WORK ORDER: Repeat, line for line, the entries below from the first line to the line containing "Target: <item>window frame</item>", counting both ends.

(Records drawn from a dataset)
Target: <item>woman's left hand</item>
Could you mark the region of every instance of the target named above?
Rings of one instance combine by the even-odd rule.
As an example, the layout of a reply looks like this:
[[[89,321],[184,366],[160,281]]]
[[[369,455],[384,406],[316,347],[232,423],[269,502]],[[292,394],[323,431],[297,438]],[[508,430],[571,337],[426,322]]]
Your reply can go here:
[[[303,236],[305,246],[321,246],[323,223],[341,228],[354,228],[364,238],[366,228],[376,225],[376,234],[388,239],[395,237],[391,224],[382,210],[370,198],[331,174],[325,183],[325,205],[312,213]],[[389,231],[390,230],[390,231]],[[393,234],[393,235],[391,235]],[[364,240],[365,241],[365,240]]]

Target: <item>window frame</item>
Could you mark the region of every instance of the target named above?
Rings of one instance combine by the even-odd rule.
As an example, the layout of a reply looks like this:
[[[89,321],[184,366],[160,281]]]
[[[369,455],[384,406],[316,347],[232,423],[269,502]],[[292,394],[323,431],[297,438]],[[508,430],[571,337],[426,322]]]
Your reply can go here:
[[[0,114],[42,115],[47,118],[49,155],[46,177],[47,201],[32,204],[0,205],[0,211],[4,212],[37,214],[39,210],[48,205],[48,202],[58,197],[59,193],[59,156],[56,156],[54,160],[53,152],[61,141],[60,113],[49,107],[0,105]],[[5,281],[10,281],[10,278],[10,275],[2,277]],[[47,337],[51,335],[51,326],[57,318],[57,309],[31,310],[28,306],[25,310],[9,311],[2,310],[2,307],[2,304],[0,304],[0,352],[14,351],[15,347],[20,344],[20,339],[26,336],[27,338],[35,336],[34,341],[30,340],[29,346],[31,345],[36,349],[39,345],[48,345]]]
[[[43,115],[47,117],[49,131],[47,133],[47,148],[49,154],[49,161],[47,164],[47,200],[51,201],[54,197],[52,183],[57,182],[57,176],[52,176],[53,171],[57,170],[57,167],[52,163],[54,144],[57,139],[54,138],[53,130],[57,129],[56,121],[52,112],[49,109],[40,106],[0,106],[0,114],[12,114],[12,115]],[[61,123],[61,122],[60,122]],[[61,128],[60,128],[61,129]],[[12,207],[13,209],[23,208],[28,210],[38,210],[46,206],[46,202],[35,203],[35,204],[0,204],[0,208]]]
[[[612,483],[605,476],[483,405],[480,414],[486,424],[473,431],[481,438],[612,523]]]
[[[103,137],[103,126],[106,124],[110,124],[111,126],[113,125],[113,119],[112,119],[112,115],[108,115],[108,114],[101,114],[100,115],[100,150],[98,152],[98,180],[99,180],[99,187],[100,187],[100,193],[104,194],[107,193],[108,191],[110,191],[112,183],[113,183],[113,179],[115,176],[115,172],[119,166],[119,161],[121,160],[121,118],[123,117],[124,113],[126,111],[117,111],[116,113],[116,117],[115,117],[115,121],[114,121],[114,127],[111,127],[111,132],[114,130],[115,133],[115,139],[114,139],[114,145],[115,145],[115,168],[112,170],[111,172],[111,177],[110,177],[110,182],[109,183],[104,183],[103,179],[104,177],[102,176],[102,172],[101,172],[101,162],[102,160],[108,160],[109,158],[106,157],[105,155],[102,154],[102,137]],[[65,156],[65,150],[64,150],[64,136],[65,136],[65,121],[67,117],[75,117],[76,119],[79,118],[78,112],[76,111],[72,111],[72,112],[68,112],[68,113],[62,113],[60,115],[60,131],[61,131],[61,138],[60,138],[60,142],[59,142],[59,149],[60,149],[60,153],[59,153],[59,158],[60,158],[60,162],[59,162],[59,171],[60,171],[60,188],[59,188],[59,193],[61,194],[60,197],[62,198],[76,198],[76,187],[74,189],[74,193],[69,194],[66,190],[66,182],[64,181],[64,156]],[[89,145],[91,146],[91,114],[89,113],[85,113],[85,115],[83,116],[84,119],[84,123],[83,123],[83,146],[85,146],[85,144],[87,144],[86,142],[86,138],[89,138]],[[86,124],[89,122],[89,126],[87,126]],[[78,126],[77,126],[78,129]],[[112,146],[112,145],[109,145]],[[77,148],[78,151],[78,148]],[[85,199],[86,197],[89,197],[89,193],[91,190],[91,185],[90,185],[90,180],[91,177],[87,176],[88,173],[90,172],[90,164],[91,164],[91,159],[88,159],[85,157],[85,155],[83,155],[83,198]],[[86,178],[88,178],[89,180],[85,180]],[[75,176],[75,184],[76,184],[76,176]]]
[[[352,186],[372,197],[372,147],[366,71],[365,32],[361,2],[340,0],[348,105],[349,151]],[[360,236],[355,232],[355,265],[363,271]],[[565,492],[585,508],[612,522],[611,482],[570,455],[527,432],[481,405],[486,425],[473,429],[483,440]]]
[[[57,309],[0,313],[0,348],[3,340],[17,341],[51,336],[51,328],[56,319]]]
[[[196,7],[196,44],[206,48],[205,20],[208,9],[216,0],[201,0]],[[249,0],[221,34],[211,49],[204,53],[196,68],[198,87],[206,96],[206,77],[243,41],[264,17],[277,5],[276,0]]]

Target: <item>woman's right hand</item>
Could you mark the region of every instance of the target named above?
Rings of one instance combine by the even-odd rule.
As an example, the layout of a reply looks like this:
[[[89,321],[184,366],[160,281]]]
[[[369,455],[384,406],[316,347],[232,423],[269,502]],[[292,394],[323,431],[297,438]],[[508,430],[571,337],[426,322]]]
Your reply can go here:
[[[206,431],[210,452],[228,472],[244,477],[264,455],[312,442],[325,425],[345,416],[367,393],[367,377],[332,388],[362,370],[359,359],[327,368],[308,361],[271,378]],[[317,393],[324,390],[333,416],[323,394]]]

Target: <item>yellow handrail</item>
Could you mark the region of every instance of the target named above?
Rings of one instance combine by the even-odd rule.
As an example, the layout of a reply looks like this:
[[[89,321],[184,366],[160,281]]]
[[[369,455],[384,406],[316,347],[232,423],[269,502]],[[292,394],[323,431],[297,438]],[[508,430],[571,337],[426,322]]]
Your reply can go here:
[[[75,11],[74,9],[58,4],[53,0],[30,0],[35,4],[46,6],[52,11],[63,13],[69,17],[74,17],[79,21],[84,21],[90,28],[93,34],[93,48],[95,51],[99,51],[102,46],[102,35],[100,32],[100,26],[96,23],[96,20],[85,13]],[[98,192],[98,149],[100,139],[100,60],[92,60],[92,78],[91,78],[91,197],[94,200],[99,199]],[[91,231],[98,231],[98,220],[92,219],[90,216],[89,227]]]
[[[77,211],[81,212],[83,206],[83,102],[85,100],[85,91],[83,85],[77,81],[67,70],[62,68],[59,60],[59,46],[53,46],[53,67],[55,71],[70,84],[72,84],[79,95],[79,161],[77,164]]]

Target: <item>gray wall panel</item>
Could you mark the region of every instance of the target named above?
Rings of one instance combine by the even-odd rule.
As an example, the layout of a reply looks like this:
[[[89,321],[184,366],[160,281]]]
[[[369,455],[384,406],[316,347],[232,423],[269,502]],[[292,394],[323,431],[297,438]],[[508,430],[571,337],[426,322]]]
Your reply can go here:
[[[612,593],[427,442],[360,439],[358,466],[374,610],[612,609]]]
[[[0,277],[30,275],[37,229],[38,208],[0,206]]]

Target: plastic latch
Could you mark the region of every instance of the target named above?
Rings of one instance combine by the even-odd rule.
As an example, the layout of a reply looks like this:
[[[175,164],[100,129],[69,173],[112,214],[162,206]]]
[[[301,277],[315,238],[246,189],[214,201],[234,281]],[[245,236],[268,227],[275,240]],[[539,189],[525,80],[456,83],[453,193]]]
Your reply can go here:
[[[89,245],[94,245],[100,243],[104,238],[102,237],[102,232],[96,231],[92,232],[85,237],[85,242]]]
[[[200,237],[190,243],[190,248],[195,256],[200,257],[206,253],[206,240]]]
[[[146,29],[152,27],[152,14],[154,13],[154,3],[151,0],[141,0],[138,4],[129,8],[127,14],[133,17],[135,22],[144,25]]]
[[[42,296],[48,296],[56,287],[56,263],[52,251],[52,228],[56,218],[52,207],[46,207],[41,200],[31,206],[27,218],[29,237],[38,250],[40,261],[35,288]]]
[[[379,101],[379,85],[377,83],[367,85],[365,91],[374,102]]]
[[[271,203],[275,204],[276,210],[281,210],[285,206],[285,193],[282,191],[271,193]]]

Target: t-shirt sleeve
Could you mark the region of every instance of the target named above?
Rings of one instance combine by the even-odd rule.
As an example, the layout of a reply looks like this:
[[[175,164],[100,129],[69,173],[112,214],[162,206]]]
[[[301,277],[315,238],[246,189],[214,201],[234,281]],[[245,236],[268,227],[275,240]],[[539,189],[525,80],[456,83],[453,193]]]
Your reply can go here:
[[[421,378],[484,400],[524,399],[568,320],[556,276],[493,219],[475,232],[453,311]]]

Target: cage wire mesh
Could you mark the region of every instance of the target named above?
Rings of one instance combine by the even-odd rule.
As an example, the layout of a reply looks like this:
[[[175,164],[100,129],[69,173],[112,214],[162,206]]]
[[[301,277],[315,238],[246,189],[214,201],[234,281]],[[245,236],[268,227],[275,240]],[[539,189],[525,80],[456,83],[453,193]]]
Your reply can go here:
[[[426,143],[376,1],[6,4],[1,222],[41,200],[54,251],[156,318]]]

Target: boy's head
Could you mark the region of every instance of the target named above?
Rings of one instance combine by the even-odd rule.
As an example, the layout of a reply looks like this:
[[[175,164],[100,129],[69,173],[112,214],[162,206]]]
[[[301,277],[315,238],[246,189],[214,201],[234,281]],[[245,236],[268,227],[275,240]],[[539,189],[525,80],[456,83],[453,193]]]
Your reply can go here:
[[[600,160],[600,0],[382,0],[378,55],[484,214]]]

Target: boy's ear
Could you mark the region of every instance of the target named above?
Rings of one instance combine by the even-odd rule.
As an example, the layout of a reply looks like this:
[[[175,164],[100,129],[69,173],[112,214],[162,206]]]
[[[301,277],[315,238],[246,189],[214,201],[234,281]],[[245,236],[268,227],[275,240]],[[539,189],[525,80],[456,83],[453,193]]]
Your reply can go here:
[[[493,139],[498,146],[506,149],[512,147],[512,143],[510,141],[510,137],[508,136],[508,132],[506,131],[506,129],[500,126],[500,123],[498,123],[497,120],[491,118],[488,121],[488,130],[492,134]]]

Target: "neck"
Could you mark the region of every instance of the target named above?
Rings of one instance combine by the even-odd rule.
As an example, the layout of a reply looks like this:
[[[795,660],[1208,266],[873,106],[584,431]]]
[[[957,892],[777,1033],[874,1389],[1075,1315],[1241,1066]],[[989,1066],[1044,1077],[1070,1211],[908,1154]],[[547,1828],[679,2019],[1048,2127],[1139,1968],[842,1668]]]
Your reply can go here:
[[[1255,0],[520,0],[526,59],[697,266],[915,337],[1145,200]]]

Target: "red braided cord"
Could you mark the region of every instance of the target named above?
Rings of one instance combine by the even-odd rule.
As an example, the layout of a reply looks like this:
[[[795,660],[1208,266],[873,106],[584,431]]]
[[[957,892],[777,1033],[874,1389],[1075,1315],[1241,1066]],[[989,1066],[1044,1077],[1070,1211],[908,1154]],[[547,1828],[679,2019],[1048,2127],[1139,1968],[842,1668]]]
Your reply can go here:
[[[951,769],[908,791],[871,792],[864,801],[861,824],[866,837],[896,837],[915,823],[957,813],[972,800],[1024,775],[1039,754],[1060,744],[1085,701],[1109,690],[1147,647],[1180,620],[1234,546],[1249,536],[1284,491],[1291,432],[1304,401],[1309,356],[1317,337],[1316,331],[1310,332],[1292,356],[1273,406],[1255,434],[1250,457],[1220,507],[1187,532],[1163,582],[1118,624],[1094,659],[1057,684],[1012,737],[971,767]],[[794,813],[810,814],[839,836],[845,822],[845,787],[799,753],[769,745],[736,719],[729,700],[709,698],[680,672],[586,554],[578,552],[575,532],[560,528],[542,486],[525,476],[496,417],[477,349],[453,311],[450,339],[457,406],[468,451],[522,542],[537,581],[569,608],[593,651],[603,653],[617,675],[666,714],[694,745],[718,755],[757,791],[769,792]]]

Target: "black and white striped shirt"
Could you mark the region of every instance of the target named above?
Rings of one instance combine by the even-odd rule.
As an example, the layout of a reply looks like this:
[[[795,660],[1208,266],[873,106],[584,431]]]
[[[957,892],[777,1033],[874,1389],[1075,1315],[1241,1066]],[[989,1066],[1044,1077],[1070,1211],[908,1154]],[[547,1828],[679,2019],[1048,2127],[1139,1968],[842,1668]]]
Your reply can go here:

RESULT OF THE TASK:
Target: <item>woman's left hand</item>
Could you mark the region of every instance of the target named above?
Rings of one instance combine by the even-odd rule.
As an example, the layout of a reply looks like this:
[[[89,321],[184,366],[160,281]]]
[[[369,455],[384,406],[316,347],[232,423],[269,502]],[[292,394],[323,431],[297,438]],[[508,430],[571,337],[426,322]]]
Your reply can go here:
[[[303,236],[305,246],[321,246],[323,223],[341,228],[354,228],[364,238],[366,228],[376,225],[376,234],[388,239],[395,237],[391,224],[382,210],[370,198],[331,174],[325,183],[325,205],[312,213]],[[389,231],[390,230],[390,231]],[[393,234],[393,235],[391,235]],[[364,240],[365,241],[365,240]]]

Target: <item>window frame</item>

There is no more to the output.